Once the line containing "(319, 330, 871, 562)" is found, return it and every line that follows, up to and including the final line of the material, exactly as written.

[[ Data shown open ]]

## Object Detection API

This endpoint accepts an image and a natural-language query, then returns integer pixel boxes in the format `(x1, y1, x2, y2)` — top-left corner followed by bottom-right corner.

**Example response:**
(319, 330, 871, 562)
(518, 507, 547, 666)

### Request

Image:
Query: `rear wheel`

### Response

[[ Data shown closed ]]

## Answer
(319, 330, 871, 562)
(518, 507, 547, 666)

### Request

Image:
Query: `rear wheel`

### Response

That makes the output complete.